Nelle maestose e incantevoli colline dove anche La Chiave di Sophia è nata, nel circondario della provincia di Treviso, si stanno sviluppando efferati crimini contro uomini e umanità. Misteriosi omicidi e terreni che si contaminano, si ammalano e fanno ammalare chi ci vive e ci sopravvive.
Questo il panorama in cui veniamo balzati nell’opera Finché c’è prosecco c’è speranza, in duplice versione di romanzo (dell’autore Fulvio Ervas) e film (del regista Antonio Padovan). E noi, incollati al grande schermo, affascinati dai colori e dai luoghi che l’attento sguardo del regista è riuscito a rendere arte, abbiamo iniziato a riavvolgere la trama cercando di capire chi fosse il colpevole di questo giallo. Un colpevole c’è sempre. E non rimane mai relegato a chi ha effettivamente commesso un reato, ma si profila nell’ombra qualcosa di più vasto. Le responsabilità sono condivise e la trama si infittisce, per questo abbiamo avuto bisogno dell’ironia che costantemente smorzava tematiche comunque profonde, delicate, fondamentali.
Ne usciremo vincitori? Solo per aver trovato il colpevole dei delitti? O dietro a quest’opera si nasconde un messaggio che il nostro territorio grida e ci sussurra, attraverso un libro ed un film che parlano tanto di Treviso, quanto di ogni zona sfruttata e abusata?
La risposta la dovremo cercare tra le righe, facendo venire a galla quell’ispirazione da detective che è in ognuno di noi mentre leggiamo o guardiamo un giallo avvincente.

- _ESERCIZIO SCRITTO_:
Trascrivi senza modifiche il passo del testo sul giallo ambientato nelle colline trevigiane, dalle parole "Ne usciremo vincitori?" fino alle parole "un giallo avvincente." incluse.

Voci di dati raccolte
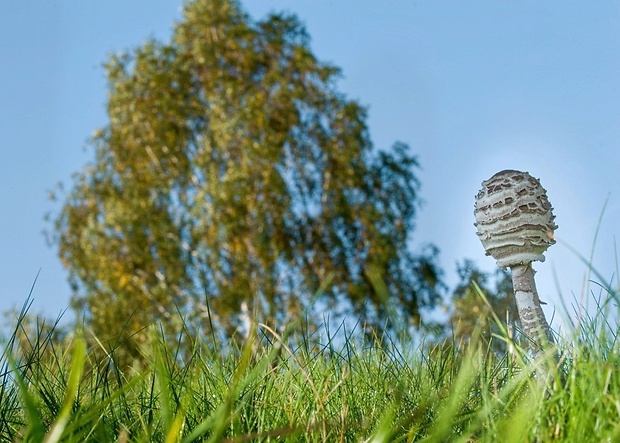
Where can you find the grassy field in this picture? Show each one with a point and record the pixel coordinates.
(295, 387)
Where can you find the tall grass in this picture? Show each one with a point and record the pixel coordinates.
(291, 387)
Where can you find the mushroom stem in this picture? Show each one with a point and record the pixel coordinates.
(533, 320)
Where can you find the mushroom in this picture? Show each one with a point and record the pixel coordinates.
(515, 224)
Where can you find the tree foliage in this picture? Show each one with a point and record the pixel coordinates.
(472, 315)
(233, 175)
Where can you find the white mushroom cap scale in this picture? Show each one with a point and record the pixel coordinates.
(514, 218)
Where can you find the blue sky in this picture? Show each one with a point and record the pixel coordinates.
(473, 86)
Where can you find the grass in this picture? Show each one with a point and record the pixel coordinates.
(295, 387)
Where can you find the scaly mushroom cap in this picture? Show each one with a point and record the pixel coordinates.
(514, 218)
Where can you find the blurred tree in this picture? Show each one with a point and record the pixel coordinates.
(470, 312)
(234, 176)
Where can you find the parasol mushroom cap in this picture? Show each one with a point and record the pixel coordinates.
(514, 218)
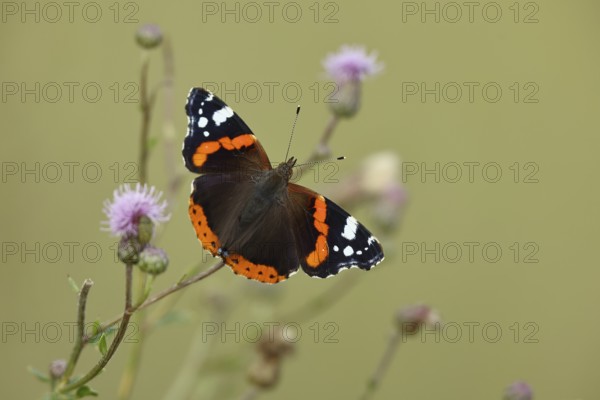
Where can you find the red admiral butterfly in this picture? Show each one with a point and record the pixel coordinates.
(251, 215)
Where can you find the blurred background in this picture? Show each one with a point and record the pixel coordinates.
(490, 106)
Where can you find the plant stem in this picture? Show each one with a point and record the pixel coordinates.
(174, 288)
(79, 343)
(135, 354)
(133, 362)
(174, 176)
(116, 341)
(383, 366)
(145, 106)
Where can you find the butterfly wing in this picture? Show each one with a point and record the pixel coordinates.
(328, 238)
(218, 140)
(263, 251)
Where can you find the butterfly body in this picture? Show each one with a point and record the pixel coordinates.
(250, 214)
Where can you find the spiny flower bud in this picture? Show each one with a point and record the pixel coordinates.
(346, 99)
(149, 36)
(145, 230)
(264, 373)
(57, 368)
(518, 391)
(153, 261)
(129, 249)
(410, 319)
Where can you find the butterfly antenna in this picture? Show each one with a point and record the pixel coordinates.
(292, 134)
(320, 161)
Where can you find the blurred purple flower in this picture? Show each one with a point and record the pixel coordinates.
(351, 63)
(129, 205)
(518, 391)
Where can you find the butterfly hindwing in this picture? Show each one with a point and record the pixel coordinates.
(250, 215)
(218, 140)
(328, 238)
(262, 251)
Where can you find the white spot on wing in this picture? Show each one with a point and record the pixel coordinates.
(350, 228)
(221, 116)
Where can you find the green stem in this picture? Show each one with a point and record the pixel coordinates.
(133, 363)
(78, 347)
(174, 288)
(144, 283)
(116, 341)
(145, 106)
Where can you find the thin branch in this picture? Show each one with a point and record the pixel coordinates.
(175, 288)
(79, 343)
(383, 366)
(116, 341)
(174, 177)
(146, 107)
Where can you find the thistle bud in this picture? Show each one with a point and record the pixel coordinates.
(145, 230)
(129, 249)
(346, 99)
(410, 319)
(153, 261)
(148, 36)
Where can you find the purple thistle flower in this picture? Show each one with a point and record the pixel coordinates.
(129, 205)
(351, 63)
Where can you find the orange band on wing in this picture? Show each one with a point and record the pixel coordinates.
(205, 235)
(319, 254)
(259, 272)
(321, 251)
(206, 148)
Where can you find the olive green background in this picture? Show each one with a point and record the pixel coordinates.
(559, 133)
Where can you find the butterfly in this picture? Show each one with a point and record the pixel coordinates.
(248, 213)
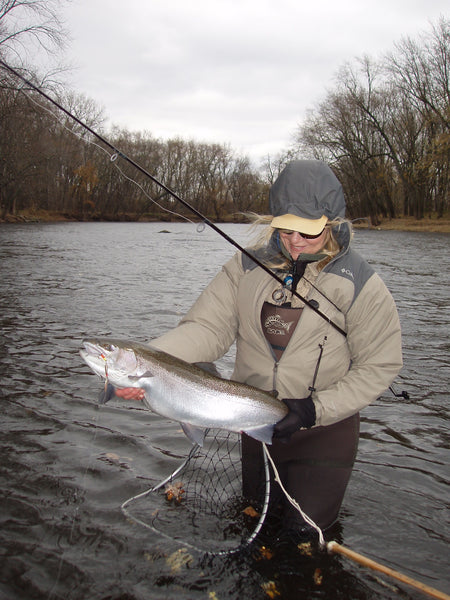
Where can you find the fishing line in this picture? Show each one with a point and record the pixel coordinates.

- _RISPOSTA_:
Ne usciremo vincitori? Solo per aver trovato il colpevole dei delitti? O dietro a quest’opera si nasconde un messaggio che il nostro territorio grida e ci sussurra, attraverso un libro ed un film che parlano tanto di Treviso, quanto di ogni zona sfruttata e abusata?
La risposta la dovremo cercare tra le righe, facendo venire a galla quell’ispirazione da detective che è in ognuno di noi mentre leggiamo o guardiamo un giallo avvincente.